* INSTRUCTION:
Tally the lines in the data below that contain the string "number". Report only the count.

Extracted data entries
◆ ◆ ◆ ◆ ◆
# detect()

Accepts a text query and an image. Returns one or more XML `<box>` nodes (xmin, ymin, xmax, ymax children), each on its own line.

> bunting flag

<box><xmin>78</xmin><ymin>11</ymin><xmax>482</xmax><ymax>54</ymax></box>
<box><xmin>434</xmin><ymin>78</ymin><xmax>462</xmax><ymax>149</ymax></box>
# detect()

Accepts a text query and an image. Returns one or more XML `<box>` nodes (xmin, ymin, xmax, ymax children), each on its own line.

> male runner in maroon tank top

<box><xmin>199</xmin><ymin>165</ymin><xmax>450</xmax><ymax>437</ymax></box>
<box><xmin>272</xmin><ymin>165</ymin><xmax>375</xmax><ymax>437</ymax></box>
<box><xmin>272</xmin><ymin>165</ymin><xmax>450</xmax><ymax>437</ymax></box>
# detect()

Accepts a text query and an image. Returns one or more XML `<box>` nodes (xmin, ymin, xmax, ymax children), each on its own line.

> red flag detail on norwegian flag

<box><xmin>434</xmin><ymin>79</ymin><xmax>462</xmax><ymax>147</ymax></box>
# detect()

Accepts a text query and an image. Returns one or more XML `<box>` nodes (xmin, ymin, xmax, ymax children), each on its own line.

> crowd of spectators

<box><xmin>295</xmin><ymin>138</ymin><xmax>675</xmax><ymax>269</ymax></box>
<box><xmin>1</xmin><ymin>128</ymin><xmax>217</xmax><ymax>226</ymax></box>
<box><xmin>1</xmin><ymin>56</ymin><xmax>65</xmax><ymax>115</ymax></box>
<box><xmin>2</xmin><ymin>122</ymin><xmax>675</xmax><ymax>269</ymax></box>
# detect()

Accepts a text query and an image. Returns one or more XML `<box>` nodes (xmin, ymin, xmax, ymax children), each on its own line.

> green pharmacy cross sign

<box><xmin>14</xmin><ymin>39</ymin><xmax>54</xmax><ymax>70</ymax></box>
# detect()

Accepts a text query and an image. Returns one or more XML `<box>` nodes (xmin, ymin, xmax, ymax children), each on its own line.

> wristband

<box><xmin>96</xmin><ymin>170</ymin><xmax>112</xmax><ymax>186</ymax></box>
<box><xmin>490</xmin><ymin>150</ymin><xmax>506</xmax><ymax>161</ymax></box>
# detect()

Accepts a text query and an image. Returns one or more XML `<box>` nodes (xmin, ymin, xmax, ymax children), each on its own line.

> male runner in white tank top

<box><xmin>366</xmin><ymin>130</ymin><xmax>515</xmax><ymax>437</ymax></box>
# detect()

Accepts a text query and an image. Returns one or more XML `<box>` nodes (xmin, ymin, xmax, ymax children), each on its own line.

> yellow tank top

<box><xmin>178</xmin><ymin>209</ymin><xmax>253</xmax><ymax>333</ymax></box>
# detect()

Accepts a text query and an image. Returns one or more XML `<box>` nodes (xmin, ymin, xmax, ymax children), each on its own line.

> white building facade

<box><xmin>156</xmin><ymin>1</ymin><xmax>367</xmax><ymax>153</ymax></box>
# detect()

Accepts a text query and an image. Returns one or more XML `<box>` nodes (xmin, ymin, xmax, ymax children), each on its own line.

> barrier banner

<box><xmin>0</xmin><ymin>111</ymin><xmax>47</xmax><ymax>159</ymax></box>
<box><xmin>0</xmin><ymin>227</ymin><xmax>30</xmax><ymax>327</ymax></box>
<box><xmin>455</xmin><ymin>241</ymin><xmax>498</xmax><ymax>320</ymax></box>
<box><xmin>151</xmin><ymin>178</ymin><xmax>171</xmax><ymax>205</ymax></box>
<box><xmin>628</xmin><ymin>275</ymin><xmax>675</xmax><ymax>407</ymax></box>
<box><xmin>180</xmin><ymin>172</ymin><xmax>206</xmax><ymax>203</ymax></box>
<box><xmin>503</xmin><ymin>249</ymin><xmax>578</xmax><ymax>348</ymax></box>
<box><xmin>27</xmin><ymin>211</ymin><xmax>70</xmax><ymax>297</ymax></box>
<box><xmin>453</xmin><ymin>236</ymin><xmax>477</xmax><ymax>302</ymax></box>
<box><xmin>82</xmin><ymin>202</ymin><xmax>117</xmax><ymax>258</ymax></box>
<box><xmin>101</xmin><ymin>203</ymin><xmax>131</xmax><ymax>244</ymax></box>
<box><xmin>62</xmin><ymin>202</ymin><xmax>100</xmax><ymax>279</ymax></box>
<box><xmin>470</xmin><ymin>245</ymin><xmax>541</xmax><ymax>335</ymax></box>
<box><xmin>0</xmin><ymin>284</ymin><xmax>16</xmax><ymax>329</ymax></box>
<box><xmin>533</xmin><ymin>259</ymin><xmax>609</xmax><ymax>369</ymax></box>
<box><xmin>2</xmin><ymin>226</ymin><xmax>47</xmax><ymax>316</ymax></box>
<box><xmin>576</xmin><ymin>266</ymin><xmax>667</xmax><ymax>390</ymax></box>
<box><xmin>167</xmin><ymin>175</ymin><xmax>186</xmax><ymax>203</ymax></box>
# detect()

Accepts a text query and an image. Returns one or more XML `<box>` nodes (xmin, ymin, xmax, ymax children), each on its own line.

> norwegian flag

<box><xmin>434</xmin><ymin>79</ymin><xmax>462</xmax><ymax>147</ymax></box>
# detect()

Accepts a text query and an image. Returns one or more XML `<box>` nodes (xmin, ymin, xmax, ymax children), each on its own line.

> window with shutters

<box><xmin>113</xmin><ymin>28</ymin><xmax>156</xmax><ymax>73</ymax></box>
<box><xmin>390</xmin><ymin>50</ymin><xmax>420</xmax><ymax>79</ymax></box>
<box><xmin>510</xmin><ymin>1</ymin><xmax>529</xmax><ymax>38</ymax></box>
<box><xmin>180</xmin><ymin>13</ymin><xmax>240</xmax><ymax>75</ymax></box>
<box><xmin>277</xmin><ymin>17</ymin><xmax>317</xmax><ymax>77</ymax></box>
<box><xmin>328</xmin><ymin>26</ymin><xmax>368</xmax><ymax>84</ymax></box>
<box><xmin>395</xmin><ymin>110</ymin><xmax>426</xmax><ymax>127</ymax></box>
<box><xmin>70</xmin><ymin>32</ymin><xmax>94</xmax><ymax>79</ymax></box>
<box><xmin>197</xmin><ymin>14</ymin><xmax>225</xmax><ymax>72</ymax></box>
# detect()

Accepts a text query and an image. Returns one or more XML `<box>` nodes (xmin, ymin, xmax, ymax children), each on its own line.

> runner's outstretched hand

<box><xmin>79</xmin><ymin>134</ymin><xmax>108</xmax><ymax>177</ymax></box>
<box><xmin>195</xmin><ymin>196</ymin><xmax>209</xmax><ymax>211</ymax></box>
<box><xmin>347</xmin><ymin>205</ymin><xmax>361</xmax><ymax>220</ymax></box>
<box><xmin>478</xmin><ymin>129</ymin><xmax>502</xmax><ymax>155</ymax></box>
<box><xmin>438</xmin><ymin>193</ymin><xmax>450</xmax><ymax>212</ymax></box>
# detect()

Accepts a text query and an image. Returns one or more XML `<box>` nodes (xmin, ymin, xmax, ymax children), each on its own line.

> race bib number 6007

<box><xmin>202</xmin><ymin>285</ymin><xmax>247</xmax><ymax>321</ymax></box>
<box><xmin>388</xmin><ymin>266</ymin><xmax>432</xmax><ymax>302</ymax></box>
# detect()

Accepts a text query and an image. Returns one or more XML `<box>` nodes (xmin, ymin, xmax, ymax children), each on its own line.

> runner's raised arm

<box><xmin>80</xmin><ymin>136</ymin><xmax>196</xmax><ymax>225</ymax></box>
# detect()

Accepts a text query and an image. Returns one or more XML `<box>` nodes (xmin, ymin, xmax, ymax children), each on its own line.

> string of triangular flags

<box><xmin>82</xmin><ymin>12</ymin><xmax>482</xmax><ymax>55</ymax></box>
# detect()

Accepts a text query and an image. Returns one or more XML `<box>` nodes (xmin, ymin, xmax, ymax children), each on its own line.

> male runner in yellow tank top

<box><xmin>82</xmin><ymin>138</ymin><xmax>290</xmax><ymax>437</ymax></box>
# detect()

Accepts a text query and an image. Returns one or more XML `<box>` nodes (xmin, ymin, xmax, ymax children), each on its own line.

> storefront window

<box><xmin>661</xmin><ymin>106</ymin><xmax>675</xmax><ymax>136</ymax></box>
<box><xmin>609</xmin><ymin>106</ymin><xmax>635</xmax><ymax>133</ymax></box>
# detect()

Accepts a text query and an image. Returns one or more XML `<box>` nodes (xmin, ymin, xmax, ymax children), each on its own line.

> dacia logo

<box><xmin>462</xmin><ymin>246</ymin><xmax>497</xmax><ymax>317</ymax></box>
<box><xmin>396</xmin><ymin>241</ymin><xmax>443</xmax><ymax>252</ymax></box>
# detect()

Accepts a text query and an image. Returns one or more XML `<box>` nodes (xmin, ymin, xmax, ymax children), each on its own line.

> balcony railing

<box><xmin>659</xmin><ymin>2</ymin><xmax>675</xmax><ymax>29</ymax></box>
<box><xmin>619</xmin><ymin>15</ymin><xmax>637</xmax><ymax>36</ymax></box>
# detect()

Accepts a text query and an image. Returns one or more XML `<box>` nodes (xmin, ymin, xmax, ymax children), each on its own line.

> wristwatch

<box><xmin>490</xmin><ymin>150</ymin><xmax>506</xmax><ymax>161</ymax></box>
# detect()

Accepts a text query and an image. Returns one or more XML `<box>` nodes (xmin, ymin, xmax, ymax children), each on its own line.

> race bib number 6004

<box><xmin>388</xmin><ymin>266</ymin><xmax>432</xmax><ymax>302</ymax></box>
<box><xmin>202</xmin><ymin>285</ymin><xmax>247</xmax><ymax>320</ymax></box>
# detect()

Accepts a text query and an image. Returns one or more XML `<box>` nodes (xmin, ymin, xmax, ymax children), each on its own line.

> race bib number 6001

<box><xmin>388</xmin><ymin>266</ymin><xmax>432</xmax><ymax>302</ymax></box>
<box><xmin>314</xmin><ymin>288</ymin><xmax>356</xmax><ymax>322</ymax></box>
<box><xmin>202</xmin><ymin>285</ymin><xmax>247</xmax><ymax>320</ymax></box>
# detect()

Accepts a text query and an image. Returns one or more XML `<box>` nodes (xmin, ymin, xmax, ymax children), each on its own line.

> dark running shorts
◆ ◆ ◆ ◆ ◆
* WRITTEN ANSWER:
3